_TASK DIRECTIONS:_ Every record here should be printed again exactly.
(EXTRACTED DATA)
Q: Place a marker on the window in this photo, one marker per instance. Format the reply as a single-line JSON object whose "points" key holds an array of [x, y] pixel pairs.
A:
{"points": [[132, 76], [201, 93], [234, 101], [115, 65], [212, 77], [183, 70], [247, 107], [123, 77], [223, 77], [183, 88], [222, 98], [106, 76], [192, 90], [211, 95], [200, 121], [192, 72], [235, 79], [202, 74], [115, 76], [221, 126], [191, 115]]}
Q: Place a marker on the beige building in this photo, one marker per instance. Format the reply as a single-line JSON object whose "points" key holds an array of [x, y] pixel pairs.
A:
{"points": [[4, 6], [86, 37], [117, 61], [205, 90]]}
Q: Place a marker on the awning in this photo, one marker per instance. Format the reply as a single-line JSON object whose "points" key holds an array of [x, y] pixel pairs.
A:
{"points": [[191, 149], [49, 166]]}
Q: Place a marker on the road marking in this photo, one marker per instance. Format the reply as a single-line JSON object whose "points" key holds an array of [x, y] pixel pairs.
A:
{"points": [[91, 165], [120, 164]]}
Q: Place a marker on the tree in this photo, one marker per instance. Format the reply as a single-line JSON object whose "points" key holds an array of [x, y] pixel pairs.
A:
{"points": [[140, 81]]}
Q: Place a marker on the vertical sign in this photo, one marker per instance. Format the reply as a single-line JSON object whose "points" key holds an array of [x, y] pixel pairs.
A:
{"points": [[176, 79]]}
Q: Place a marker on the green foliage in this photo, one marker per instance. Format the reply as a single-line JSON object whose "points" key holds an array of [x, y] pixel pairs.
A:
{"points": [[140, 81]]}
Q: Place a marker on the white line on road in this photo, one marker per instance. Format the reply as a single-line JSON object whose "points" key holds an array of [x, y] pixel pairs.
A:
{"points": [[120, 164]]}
(End EXTRACTED DATA)
_ANSWER BOX:_
Q: Place a marker on the window in this photo, one marker per instance. Format the reply as a single-line JSON object whose "points" key holds an array of [x, y] pixel pairs.
A:
{"points": [[132, 76], [201, 93], [234, 101], [115, 65], [212, 77], [183, 70], [247, 107], [123, 77], [223, 77], [183, 88], [222, 98], [106, 76], [192, 90], [211, 95], [200, 121], [192, 72], [235, 79], [202, 74], [115, 76], [221, 126], [191, 115]]}
Q: Place a marker on the beige building in this photo, one marker per instance. Format the reply as a single-line JSON object whose "points" key holds an array of [x, y] pixel pairs.
A:
{"points": [[4, 6], [86, 37], [117, 61], [205, 90]]}
Q: Place a marker on the awning in this photo, one marker per instance. Format the reply as a single-line JSON object whose "points" key holds an array of [x, y] pixel pairs.
A:
{"points": [[191, 149], [49, 166]]}
Q: Place a marker on the road marking in this photo, one marker per instance. Format the reply as a single-line JSON object whose "points" key holds an array of [x, y] pixel pairs.
A:
{"points": [[91, 165], [120, 164]]}
Q: Place a marker on the tree in this photo, one marker per instance. Format the reply as a single-line JSON object whose "points" key holds an array of [x, y] pixel pairs.
A:
{"points": [[140, 81]]}
Q: Place a marker on the vertical sign in this photo, one marker per instance. Format the reply as a single-line JSON object whose "points" key holds an array of [x, y] pixel pairs.
A:
{"points": [[176, 79]]}
Q: Place a marker on the green foliage in this photo, one marker per instance. Format the reply as a single-line JSON object whose "points" key holds an array of [x, y] pixel pairs.
A:
{"points": [[140, 81]]}
Q: Place a marker on the white line on road in this photo, one marker per instance. Format the reply as a single-line JSON object whose "points" key holds an array of [x, y] pixel pairs.
A:
{"points": [[120, 164]]}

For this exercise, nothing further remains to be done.